_Given request_.
Revise the records below by changing every "Annotate" to "Label" and leaving everything else unchanged.

_Data section_.
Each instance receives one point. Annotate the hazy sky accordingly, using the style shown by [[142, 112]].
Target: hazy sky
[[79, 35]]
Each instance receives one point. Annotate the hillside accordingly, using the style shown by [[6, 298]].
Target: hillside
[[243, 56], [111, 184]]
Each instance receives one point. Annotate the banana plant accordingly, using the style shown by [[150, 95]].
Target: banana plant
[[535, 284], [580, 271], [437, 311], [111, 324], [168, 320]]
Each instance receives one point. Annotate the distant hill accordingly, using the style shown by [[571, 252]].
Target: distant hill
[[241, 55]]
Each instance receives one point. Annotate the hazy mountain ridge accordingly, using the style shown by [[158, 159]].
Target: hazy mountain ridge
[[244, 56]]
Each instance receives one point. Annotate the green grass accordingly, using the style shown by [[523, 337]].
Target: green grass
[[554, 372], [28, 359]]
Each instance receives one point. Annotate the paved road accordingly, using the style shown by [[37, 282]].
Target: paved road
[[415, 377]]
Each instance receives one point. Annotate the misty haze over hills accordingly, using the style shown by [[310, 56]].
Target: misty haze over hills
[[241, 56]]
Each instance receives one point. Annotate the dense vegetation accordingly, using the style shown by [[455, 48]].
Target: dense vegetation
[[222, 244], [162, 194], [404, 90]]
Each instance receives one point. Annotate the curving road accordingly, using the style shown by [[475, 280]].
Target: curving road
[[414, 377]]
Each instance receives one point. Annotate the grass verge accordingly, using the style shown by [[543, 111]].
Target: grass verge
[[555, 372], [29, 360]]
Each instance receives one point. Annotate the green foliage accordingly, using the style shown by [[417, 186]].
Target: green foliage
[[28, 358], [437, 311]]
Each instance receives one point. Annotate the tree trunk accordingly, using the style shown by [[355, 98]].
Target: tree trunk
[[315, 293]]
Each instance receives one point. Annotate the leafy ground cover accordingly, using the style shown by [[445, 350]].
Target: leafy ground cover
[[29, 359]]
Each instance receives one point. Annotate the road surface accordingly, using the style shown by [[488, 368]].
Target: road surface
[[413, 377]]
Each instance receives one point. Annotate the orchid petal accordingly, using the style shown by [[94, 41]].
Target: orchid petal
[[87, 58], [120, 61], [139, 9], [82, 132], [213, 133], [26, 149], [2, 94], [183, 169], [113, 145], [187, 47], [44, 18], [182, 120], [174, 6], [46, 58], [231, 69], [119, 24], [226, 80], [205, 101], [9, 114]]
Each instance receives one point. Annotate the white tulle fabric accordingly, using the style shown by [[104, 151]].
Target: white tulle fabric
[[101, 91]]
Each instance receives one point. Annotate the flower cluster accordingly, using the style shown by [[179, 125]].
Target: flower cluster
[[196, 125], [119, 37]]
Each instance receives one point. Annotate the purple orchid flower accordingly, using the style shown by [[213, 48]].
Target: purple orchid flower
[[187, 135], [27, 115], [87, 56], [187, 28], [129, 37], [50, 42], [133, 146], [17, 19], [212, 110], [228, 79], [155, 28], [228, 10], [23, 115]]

_Reply_.
Each instance receives one point. Label the hazy sky accordingly, using the style shown by [[142, 112]].
Target: hazy sky
[[79, 35]]
Each instance receives one point. Label the hillside accordingly, using the style shown by [[6, 298]].
Target: hillside
[[243, 56], [111, 184]]
Each instance receives one point. Label the banana plant accordingly, using the style shown by [[150, 95]].
Target: banana plant
[[535, 284], [580, 271], [437, 311], [111, 324], [168, 320]]
Each instance receives one point. Label the distant hill accordingly, using the style shown by [[571, 252]].
Target: distant hill
[[241, 55]]
Each instance receives one point. Label the hazy mountain ridge accordingly, using the style shown by [[158, 159]].
Target: hazy mountain ridge
[[244, 56]]
Each instance receives one point. Label the green grass accordingly, using the style shown by [[523, 337]].
Target: green grass
[[554, 372], [28, 359]]
Each instance receives one point. Label the paved road accordingly, using the style shown by [[37, 282]].
Target: paved road
[[415, 377]]
Each instance receives one point. Label the misty haze over hills accordingly, using the style shown by [[310, 56]].
Target: misty haze over hills
[[241, 56]]
Each instance receives one point. Label the dense vegetation accordingly, using the style shown by [[455, 48]].
Target: dense vegetation
[[222, 244], [162, 194], [404, 90]]
Each instance receives one point. Label the curving road accordingly, using the style shown by [[475, 280]].
Target: curving road
[[414, 377]]
Each instance receives one point. Label the grass verge accordingly, using the style shown by [[543, 111]].
Target: grass verge
[[555, 372], [29, 360]]
Each instance receives one point. Label the green foliage accordingly, using the style shown by [[417, 186]].
Target: green foliage
[[28, 358], [437, 311]]
Each instance receives one point. Label the tree trunk accordingly, using the style shown by [[355, 98]].
Target: tree trunk
[[315, 293]]
Each instance receives one point. Label the leafy ground cover accordingly, using the style shown by [[445, 350]].
Target: leafy ground cover
[[29, 359]]
Each instance receives one point. Label the road surface accordingly, using the style shown by [[488, 368]].
Target: road surface
[[413, 377]]
Each instance receives one point. Label the orchid petal accordingly, using the style shown by [[94, 41]].
Target: orchid petal
[[87, 58], [120, 61], [139, 9], [82, 132], [213, 133], [26, 149], [2, 94], [183, 169], [113, 145], [187, 47], [44, 18], [182, 120], [174, 6], [46, 58], [231, 69], [119, 24], [226, 80], [205, 101], [9, 114]]
Each instance receives one point. Label the white tulle fabric accordingly, using the style shown by [[104, 151]].
Target: white tulle fabric
[[101, 91]]
Each instance receives one point. Label the flower cluster accordingly, using the style shown by [[179, 125]].
Target: flower cluster
[[196, 125], [119, 37]]
Each instance receives one point. Label the purple orchid flower accordingly, using the style shown by [[213, 48]].
Target: purple orchid flower
[[187, 135], [27, 115], [87, 56], [187, 28], [129, 37], [50, 42], [133, 146], [17, 19], [212, 110], [228, 79], [155, 28], [228, 10], [23, 115]]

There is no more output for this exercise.